[Excerpts of bounding box data]
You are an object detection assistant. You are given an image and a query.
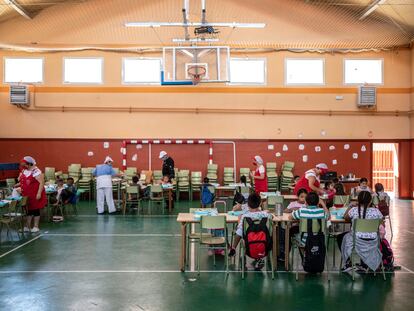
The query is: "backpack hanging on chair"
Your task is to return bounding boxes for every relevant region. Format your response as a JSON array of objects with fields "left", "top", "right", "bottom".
[
  {"left": 243, "top": 217, "right": 272, "bottom": 259},
  {"left": 302, "top": 219, "right": 326, "bottom": 273}
]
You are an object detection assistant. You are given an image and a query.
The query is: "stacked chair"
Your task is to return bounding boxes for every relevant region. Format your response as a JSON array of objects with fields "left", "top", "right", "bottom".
[
  {"left": 224, "top": 167, "right": 235, "bottom": 186},
  {"left": 207, "top": 164, "right": 218, "bottom": 183},
  {"left": 266, "top": 162, "right": 279, "bottom": 192},
  {"left": 177, "top": 170, "right": 190, "bottom": 201},
  {"left": 190, "top": 172, "right": 203, "bottom": 200},
  {"left": 280, "top": 161, "right": 295, "bottom": 191},
  {"left": 78, "top": 167, "right": 93, "bottom": 202},
  {"left": 68, "top": 164, "right": 81, "bottom": 183},
  {"left": 45, "top": 167, "right": 56, "bottom": 184}
]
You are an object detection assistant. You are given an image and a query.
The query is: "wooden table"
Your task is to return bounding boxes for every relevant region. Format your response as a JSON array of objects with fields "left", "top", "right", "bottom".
[
  {"left": 272, "top": 213, "right": 348, "bottom": 271},
  {"left": 177, "top": 213, "right": 239, "bottom": 272}
]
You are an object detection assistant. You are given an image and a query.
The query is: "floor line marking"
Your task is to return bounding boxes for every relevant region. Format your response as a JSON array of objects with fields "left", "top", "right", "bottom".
[
  {"left": 0, "top": 234, "right": 43, "bottom": 258},
  {"left": 44, "top": 233, "right": 181, "bottom": 237}
]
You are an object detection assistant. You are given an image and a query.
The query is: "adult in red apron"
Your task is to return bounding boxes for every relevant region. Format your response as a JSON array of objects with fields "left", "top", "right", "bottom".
[
  {"left": 250, "top": 156, "right": 268, "bottom": 194},
  {"left": 18, "top": 156, "right": 47, "bottom": 233},
  {"left": 293, "top": 163, "right": 328, "bottom": 194}
]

* _WRITTEN REQUEST_
Arrange every line of the records above as a Markdown table with the columns "Row" and "Record line," numbering each row and skipping blank lines. Leave the pictures out of the table.

* _ANSWER FOR THIS EXERCISE_
| Row | Record line |
|---|---|
| 1 | You are an object detection assistant. You are given an image and a query. |
| 2 | The query is: "backpack hanging on chair" |
| 3 | Your task is to return bounding boxes for every relevant region. Format your response as a JSON array of objects with fields "left", "top", "right", "bottom". |
| 4 | [ |
| 5 |   {"left": 243, "top": 217, "right": 272, "bottom": 259}, |
| 6 |   {"left": 302, "top": 219, "right": 326, "bottom": 273} |
| 7 | ] |
| 8 | You are an object detection assistant. You are given an image and a query. |
| 9 | The query is: "stacked chair" |
| 10 | Your task is to return bounding boxes for every relevant region. Format your response as a JSON array of objects with fields "left", "top", "right", "bottom". |
| 11 | [ |
| 12 |   {"left": 224, "top": 167, "right": 235, "bottom": 186}, |
| 13 |   {"left": 207, "top": 164, "right": 218, "bottom": 183}, |
| 14 |   {"left": 266, "top": 162, "right": 279, "bottom": 192}, |
| 15 |   {"left": 177, "top": 170, "right": 190, "bottom": 201}, |
| 16 |   {"left": 190, "top": 172, "right": 203, "bottom": 200}, |
| 17 |   {"left": 280, "top": 161, "right": 295, "bottom": 191}, |
| 18 |   {"left": 78, "top": 167, "right": 93, "bottom": 202}, |
| 19 |   {"left": 68, "top": 164, "right": 81, "bottom": 183}, |
| 20 |   {"left": 45, "top": 167, "right": 56, "bottom": 184} |
| 21 | ] |
| 22 | You are an object detection assistant. You are given an image and a query. |
| 23 | The query is: "wooden table" |
| 24 | Your task is to return bounding boxes for every relevant region. Format your response as a JSON array of objects with fields "left", "top", "right", "bottom". |
| 25 | [ |
| 26 |   {"left": 272, "top": 213, "right": 348, "bottom": 271}, |
| 27 |   {"left": 177, "top": 213, "right": 239, "bottom": 272} |
| 28 | ] |
| 29 | You are an object detection assistant. You are given an image and a query. |
| 30 | The query is: "floor line marking" |
| 31 | Your task is to return bounding boxes for every relevant region. Format your response as a JSON array of objects with fields "left", "top", "right", "bottom". |
| 32 | [ |
| 33 |   {"left": 0, "top": 234, "right": 43, "bottom": 258}, |
| 34 |   {"left": 44, "top": 233, "right": 181, "bottom": 237} |
| 35 | ] |
| 36 | You are an object detection assistant. You are given an image and a query. |
| 37 | The query is: "adult in red apron" |
| 38 | Your task is to return bounding boxes for every relevant region. Format your response as a JSON array of objects with fields "left", "top", "right", "bottom". |
| 39 | [ |
| 40 |   {"left": 250, "top": 156, "right": 268, "bottom": 194}, |
| 41 |   {"left": 18, "top": 156, "right": 47, "bottom": 233}, |
| 42 |   {"left": 293, "top": 163, "right": 328, "bottom": 194} |
| 43 | ] |